— GOAL OF THE EXERCISE —
Filter the records below down to lines containing "slice".

Segment Start: DATA SECTION

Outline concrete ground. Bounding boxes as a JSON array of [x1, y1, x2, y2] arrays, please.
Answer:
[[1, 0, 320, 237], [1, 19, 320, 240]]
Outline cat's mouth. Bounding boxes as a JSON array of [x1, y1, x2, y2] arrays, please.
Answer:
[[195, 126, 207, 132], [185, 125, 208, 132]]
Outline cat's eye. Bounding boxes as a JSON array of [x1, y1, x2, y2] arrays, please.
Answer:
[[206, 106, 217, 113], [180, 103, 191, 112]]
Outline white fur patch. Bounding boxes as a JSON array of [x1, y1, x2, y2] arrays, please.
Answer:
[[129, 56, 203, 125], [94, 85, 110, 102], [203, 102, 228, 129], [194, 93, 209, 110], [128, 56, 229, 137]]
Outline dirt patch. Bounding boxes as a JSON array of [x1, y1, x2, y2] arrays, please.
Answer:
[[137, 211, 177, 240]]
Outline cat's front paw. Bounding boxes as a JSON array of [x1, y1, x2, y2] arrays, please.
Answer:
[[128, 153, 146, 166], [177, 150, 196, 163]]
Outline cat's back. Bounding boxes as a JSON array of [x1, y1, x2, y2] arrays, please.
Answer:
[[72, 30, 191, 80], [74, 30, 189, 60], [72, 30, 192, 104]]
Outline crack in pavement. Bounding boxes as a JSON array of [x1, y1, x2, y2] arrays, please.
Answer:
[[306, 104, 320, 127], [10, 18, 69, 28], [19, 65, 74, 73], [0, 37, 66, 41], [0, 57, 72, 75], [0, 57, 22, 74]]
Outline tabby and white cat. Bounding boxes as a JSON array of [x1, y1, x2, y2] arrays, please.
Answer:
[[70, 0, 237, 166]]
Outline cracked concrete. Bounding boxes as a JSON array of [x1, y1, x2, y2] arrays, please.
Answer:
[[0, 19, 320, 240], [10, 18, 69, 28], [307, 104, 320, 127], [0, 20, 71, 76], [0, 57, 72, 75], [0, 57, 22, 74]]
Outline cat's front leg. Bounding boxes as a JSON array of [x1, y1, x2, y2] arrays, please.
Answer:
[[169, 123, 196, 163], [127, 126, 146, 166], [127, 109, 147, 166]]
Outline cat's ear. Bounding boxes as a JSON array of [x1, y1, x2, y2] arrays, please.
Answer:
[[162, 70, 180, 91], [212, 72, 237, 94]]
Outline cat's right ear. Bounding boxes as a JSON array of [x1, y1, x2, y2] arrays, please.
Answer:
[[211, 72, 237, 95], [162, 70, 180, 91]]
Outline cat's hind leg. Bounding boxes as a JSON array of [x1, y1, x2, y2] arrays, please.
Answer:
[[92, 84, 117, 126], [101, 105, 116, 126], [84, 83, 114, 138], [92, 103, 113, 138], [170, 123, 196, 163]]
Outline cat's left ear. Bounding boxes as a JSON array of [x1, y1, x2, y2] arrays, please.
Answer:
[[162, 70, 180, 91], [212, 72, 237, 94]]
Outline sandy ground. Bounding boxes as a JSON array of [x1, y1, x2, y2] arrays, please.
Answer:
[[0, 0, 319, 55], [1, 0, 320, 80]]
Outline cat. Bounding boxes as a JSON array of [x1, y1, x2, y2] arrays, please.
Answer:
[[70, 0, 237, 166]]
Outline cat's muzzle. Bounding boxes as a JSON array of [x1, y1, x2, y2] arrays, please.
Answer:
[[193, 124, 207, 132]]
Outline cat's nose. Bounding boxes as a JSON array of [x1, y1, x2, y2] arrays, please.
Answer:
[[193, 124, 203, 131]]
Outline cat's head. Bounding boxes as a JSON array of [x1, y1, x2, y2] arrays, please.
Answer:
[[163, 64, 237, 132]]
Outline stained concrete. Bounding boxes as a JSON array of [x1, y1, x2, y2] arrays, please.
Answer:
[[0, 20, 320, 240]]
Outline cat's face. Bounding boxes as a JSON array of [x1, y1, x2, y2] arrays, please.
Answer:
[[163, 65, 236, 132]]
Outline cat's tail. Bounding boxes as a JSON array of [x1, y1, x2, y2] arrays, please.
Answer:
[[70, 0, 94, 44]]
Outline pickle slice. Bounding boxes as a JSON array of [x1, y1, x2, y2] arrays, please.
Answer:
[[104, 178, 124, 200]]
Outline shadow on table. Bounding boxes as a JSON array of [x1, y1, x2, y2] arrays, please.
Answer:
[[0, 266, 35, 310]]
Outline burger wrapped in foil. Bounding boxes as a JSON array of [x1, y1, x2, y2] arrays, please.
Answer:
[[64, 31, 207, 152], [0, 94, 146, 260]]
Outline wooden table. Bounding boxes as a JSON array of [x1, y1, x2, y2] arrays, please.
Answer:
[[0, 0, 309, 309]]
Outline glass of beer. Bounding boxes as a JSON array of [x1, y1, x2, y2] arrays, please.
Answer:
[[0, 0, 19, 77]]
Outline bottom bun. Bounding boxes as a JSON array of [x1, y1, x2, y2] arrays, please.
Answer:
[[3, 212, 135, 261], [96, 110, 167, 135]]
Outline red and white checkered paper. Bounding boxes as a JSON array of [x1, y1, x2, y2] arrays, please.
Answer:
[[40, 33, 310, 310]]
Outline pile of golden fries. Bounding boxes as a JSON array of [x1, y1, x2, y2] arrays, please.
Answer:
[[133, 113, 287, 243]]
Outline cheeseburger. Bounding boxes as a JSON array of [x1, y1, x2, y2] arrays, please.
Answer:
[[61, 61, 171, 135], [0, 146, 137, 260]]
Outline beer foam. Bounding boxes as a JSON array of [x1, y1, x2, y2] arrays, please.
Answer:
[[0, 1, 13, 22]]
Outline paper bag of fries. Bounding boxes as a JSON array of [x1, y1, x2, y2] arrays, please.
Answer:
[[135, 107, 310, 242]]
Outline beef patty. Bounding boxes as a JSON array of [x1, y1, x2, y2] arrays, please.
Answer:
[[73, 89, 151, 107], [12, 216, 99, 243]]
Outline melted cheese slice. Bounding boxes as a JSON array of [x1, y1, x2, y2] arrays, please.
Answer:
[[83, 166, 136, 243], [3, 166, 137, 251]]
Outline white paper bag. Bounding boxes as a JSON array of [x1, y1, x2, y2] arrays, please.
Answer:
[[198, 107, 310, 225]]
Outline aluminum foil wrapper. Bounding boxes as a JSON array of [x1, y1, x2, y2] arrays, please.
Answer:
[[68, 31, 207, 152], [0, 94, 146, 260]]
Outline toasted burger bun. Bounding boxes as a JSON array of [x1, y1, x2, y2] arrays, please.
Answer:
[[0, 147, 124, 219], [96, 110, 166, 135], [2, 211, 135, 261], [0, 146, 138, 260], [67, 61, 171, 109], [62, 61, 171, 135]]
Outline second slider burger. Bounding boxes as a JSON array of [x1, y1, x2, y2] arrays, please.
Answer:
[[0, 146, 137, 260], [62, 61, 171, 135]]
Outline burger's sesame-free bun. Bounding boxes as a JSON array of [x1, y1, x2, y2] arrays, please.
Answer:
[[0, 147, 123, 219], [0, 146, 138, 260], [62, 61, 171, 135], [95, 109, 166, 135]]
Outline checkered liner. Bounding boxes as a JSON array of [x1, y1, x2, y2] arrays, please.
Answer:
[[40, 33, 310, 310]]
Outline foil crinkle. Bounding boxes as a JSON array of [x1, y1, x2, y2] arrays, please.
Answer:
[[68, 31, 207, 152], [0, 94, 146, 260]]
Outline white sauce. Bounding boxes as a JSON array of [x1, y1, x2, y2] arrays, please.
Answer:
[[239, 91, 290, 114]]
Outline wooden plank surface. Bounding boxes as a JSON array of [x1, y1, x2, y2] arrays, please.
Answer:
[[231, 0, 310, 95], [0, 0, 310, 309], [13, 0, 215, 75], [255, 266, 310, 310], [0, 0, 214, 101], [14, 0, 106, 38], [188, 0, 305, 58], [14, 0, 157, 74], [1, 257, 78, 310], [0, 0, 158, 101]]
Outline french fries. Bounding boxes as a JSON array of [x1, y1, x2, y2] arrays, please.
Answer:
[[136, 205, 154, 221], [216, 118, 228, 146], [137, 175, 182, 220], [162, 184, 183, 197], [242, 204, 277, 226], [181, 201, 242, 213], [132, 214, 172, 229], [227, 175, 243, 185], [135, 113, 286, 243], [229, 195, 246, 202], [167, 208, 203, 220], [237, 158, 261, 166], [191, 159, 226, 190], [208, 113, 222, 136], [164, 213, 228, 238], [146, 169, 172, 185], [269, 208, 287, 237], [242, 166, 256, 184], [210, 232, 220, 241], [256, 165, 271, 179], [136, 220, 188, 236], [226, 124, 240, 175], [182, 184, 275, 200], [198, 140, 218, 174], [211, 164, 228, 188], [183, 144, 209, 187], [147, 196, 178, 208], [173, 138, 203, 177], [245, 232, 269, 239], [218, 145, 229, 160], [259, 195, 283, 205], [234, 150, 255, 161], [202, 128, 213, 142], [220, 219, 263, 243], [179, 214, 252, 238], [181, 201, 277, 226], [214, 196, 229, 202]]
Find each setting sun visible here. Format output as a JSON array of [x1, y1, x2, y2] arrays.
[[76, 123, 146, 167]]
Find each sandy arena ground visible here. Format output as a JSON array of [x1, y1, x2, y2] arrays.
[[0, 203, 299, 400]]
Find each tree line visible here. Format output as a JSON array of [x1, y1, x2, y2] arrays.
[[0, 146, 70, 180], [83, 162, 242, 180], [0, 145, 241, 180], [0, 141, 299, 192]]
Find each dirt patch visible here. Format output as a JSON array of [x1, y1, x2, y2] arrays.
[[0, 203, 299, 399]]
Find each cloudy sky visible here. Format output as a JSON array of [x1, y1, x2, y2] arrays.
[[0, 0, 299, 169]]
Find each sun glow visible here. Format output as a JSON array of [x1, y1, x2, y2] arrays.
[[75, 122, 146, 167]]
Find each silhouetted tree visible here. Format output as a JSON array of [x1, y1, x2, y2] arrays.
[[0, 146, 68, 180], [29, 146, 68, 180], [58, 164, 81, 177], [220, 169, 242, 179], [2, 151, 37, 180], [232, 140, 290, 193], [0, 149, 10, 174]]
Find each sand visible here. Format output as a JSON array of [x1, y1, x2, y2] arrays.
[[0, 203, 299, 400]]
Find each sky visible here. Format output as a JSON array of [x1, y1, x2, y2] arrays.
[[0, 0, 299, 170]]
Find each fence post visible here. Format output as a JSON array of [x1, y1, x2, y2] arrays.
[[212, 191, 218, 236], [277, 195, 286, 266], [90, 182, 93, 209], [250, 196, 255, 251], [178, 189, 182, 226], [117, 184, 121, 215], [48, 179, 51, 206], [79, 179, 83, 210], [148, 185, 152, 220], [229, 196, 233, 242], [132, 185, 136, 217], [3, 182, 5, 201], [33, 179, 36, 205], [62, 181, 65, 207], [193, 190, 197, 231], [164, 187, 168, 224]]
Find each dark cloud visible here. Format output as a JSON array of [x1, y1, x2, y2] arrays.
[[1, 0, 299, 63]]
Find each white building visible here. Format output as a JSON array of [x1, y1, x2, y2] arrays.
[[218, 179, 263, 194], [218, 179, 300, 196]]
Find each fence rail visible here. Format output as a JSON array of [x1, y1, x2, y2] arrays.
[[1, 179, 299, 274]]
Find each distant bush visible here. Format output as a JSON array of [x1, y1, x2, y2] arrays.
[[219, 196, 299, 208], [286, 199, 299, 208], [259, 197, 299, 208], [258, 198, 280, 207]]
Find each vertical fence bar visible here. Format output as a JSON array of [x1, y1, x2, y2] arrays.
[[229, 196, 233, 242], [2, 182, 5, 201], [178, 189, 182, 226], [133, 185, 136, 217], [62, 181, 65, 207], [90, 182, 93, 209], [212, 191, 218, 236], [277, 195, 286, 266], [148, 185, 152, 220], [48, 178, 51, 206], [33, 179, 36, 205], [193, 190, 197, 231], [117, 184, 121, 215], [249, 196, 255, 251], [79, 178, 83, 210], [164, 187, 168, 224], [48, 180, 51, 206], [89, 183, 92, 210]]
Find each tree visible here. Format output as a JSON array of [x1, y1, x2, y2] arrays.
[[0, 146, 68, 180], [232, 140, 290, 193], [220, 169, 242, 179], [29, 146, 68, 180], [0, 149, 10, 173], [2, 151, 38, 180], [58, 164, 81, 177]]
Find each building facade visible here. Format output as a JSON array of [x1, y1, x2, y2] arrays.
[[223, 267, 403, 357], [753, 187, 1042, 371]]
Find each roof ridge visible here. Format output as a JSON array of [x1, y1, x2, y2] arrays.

Segment End: DATA SECTION

— TASK OUTPUT —
Outline pickle slice. Bounding boxes as a JSON array of [x1, y1, x2, y2] arrays, please.
Outline melted cheese slice. Bounding boxes as a JSON array of [x1, y1, x2, y2] arrays, please.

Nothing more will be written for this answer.